--- Document extract ---
Why You Should Have A Health Care Proxy

While most of us believe we will always be capable of making our own health care decisions, the truth for many of us is the opposite.  There may come a time when we won’t be able to express our own preferences about treatments we want or need.  Whether due to an unexpected accident, emergency, or at end of life, we each have the chance to find ourselves in a position when decisions need to be made on our behalf in a variety of medical situations.

It’s always good to prepare ahead for all cases, and that’s why an important piece of advance care planning is choosing a health care proxy—someone who can ensure you get the care you want and can make medical decisions for you.

For those of us that live in New York, and a health care proxy has not been designated prior to the time you need one, a “surrogate” will be chosen for you from an existing hierarchy of family members and friends. That hierarchy is:

  1. Court-appointed guardian
  2. Spouse or domestic partner
  3. Adult child
  4. Parent
  5. Adult sibling
  6. Close friend

Of course, every family and situation is different, so if you’d rather have someone in particular designated, such as a longtime best friend or a particular relative who you trust to make decisions on your behalf, it’s important to fill out the Health Care Proxy Form from the New York State Department of Health to ensure the person who you want as your proxy will be.

--- Required action 1 ---
Can you rewrite the paragraph of the health care proxy article beginning "While most of us believe" in fewer words, keeping its main facts?
--- Required action 2 ---
In the health care proxy article, who comes first in New York's hierarchy for choosing a surrogate?
--- Required action 3 ---
Carry on the health care proxy article from its last sentence.

--- Information shown ---
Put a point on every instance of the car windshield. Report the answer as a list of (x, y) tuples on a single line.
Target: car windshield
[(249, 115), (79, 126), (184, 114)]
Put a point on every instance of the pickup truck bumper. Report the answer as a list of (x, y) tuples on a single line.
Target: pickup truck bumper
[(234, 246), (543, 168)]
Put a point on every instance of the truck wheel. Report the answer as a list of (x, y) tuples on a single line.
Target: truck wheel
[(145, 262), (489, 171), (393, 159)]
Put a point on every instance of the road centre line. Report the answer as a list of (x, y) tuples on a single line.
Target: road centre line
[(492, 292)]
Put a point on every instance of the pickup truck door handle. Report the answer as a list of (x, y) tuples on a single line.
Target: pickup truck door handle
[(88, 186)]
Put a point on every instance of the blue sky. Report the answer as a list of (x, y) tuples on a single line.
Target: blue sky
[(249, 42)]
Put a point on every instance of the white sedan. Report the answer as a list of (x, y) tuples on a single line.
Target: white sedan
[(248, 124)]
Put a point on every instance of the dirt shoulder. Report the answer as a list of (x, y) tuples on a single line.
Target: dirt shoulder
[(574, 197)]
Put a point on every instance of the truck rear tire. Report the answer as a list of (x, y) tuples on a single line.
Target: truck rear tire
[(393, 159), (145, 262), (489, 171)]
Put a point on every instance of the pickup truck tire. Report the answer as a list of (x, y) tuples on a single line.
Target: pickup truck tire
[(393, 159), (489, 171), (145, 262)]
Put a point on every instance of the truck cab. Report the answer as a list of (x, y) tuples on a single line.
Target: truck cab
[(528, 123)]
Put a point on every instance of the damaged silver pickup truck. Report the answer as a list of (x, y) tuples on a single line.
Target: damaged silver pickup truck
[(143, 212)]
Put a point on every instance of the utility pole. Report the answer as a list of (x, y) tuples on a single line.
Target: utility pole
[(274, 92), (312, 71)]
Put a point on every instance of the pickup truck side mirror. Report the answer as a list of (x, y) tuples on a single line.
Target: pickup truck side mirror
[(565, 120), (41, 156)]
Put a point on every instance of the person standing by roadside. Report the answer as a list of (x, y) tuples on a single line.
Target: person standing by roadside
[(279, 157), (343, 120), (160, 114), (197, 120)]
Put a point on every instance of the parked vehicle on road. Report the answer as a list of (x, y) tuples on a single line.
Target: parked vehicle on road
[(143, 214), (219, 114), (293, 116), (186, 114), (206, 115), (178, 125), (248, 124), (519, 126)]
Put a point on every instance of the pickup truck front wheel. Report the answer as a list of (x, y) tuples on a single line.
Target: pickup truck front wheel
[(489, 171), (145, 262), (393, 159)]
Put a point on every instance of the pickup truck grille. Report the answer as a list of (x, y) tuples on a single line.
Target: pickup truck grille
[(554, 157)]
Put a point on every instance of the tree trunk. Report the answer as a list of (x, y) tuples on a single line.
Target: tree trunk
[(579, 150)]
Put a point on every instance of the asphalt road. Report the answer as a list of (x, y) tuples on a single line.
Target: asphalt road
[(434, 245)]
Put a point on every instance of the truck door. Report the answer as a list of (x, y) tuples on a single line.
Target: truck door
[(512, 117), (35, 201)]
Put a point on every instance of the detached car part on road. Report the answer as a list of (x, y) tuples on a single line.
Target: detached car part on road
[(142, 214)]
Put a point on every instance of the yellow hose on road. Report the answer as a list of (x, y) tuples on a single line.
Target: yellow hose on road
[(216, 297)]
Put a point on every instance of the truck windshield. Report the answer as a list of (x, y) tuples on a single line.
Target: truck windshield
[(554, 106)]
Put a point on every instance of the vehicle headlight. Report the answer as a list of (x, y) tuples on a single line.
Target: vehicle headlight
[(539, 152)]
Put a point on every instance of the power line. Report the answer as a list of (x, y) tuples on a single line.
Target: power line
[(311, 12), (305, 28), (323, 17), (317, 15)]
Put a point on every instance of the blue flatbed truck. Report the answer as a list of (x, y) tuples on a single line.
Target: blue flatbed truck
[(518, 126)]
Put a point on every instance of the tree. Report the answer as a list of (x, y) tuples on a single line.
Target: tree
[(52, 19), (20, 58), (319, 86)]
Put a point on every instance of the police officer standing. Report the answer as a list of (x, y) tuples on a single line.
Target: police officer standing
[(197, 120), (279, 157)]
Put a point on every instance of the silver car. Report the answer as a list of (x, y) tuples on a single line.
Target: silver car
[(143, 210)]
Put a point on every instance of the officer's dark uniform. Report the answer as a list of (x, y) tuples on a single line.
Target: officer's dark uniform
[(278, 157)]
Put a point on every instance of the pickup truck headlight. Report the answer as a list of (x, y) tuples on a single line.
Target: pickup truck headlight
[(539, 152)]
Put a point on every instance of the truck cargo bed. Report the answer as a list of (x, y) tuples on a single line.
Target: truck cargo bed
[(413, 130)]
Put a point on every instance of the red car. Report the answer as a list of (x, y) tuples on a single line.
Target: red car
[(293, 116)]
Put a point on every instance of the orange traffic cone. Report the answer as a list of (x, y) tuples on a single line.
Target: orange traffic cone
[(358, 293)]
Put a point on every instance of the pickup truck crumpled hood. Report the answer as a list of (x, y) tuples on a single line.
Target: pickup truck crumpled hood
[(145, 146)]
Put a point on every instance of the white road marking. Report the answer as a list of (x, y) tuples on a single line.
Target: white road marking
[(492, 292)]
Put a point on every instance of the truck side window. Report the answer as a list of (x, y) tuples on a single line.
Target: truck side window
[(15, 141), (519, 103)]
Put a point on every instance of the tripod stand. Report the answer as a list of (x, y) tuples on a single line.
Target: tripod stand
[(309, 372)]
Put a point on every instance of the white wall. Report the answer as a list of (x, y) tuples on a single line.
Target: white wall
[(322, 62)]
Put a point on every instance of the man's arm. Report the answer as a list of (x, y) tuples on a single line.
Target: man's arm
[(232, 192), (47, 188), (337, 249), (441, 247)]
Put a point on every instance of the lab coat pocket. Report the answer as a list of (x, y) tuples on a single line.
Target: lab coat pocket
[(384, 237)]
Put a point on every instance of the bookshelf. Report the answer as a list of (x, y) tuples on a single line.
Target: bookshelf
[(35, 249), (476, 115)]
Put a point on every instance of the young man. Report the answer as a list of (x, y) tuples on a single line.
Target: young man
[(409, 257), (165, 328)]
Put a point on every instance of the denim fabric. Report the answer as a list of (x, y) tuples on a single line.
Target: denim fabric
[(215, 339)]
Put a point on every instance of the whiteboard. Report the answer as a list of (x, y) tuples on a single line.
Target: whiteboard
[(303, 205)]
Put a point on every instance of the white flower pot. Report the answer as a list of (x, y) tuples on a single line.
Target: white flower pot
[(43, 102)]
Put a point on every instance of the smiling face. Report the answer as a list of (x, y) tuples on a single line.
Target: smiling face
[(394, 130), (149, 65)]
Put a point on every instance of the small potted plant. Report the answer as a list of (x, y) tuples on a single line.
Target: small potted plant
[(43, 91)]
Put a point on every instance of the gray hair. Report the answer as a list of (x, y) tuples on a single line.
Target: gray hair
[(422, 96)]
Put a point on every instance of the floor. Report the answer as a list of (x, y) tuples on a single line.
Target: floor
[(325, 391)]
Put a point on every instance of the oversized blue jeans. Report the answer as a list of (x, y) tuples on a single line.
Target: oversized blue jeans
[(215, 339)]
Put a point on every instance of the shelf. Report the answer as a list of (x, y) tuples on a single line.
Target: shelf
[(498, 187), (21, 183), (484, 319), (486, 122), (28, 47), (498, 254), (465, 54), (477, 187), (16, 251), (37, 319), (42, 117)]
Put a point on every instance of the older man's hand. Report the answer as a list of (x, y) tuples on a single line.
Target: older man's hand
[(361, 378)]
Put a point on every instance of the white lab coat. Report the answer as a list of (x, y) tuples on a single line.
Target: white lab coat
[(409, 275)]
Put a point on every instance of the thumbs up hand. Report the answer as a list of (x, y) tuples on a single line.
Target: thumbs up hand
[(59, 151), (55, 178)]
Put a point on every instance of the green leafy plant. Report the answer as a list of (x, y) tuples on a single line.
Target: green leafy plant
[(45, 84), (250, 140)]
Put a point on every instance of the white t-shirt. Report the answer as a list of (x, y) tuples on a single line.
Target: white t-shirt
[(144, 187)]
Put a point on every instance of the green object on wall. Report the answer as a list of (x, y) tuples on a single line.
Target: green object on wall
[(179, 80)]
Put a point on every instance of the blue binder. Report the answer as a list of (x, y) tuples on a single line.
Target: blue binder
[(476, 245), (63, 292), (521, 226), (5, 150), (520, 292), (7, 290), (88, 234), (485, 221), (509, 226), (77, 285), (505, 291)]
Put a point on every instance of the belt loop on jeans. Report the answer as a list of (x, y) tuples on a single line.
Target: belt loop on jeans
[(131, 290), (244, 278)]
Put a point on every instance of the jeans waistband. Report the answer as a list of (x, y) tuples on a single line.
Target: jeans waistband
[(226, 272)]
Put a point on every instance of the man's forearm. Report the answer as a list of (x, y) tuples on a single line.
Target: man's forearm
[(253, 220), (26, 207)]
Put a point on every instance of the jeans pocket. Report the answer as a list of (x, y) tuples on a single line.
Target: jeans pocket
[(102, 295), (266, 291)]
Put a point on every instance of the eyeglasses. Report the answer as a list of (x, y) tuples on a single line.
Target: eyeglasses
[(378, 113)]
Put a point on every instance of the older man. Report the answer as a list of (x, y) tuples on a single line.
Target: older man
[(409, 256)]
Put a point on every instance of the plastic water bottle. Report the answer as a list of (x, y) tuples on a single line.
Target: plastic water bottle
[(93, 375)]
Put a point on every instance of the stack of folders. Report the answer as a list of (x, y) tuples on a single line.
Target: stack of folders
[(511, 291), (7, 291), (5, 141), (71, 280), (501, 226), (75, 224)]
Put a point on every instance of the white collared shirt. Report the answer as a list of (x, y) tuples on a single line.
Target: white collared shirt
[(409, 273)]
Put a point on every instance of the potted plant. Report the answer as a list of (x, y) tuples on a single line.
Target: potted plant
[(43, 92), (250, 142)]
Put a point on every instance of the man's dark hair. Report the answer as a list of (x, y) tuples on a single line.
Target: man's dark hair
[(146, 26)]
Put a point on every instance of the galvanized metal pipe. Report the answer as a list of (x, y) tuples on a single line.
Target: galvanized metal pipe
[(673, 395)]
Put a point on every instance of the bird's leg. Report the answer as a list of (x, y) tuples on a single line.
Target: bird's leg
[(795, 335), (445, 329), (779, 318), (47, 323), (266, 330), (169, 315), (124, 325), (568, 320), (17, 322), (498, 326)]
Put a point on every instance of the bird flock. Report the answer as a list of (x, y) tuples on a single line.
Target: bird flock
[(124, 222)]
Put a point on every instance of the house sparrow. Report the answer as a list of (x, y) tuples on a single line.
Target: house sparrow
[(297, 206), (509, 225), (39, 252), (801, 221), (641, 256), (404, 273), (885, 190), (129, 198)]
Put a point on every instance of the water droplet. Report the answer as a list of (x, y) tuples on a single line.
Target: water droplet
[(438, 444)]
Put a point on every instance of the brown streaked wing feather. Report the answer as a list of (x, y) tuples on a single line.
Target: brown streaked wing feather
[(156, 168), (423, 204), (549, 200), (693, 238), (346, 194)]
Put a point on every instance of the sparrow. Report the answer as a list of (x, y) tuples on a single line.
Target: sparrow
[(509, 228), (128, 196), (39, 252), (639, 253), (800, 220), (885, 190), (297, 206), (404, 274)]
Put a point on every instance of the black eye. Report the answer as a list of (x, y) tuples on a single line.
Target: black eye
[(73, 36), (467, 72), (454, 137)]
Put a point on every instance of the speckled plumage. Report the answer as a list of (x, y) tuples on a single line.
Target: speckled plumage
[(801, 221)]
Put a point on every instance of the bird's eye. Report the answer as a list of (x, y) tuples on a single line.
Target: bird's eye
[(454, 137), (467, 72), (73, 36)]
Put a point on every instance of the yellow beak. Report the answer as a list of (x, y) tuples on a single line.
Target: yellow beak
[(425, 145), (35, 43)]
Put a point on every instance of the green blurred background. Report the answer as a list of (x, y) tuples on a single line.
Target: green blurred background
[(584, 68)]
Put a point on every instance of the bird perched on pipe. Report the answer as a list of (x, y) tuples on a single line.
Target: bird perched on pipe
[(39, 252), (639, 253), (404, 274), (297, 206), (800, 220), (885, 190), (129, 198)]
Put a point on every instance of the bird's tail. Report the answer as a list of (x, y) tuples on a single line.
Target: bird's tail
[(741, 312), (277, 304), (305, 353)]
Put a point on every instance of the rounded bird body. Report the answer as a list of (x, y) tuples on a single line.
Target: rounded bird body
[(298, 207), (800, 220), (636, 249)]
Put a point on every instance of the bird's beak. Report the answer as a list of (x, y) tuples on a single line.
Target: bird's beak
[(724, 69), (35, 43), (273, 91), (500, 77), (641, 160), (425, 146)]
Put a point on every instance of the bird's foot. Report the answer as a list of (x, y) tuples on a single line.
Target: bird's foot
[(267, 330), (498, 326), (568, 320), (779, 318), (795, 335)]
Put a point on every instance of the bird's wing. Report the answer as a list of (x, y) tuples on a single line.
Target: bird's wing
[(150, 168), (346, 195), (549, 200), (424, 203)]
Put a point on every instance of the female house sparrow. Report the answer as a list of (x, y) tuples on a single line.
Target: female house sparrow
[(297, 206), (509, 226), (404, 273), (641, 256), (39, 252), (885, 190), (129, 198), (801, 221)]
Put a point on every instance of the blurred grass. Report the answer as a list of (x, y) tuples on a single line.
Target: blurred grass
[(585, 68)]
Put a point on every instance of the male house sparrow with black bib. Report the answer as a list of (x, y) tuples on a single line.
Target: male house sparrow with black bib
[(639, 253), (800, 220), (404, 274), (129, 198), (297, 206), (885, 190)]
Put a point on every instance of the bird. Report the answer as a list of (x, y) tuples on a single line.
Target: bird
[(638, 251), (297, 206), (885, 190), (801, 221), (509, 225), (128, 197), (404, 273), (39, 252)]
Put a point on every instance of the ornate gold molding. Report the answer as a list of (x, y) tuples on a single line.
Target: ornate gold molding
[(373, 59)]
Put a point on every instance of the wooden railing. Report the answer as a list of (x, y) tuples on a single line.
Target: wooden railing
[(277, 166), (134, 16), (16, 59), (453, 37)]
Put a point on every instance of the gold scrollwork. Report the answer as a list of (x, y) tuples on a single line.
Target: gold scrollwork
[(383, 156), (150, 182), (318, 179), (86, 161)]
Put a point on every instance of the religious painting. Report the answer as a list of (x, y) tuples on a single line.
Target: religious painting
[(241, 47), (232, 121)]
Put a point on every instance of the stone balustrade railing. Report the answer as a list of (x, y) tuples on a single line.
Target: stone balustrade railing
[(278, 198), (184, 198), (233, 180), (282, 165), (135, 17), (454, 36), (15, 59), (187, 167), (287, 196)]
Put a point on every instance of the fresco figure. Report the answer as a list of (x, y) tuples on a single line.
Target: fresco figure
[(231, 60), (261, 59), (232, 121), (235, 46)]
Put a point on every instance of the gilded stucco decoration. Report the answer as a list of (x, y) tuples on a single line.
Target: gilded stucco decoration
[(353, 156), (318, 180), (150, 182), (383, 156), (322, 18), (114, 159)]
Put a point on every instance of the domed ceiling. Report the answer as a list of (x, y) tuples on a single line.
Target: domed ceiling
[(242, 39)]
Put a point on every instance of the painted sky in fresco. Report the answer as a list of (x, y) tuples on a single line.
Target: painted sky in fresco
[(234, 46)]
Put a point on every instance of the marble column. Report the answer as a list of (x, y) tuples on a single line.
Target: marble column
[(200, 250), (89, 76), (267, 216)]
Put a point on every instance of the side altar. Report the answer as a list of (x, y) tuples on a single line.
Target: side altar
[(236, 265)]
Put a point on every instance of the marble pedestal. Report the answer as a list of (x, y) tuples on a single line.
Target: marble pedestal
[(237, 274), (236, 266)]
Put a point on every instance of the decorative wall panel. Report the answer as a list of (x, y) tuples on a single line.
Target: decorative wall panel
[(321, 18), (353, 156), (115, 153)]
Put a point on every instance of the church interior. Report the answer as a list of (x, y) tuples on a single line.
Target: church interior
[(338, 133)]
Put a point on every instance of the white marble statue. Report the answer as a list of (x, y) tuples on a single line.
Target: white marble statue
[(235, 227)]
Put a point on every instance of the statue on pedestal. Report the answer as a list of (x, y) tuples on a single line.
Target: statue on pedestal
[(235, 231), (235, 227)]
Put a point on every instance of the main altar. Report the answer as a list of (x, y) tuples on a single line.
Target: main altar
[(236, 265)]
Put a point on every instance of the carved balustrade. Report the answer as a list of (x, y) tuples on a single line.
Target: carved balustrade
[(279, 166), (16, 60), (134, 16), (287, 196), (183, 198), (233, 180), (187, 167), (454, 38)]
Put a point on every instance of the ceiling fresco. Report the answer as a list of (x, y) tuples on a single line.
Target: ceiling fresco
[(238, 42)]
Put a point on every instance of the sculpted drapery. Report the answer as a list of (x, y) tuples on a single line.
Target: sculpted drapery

--- Reply 1 ---
Many of us assume we'll always be able to make our own health care decisions, but that often isn't true. An accident, an emergency or the end of life can leave us unable to state our treatment preferences, so others may have to decide for us in various medical situations.

--- Reply 2 ---
A court-appointed guardian.

--- Reply 3 ---
Not sure who you should pick as your health care proxy? Well, there are a few things to consider.  For starters, it’s not generally recommended that you choose your health care provider, someone else responsible for your care, or a professional evaluating your ability to make decisions.  Next, you should ask yourself a few questions about each person you’re considering: Am I comfortable talking with this person about my wishes and priorities for health care?  Will this person honor my wishes?  Do I trust this person with my life?  Can this person handle conflicting opinions from family, friends and health care providers?  Does this person live near me or would they travel to be with me if needed?

Keep in mind that how much control your proxy has is up to you.  For example, you can designate some types of decisions to be made by your doctor on your behalf.  Additionally, you can require your proxy talk with certain family members before making certain decisions.  You can also name an alternative proxy if your proxy is unavailable for any reason.  Once you’ve chosen your proxy and completed the form linked above, it’s best to share your current care preferences and to keep your proxy(s) informed if anything changes.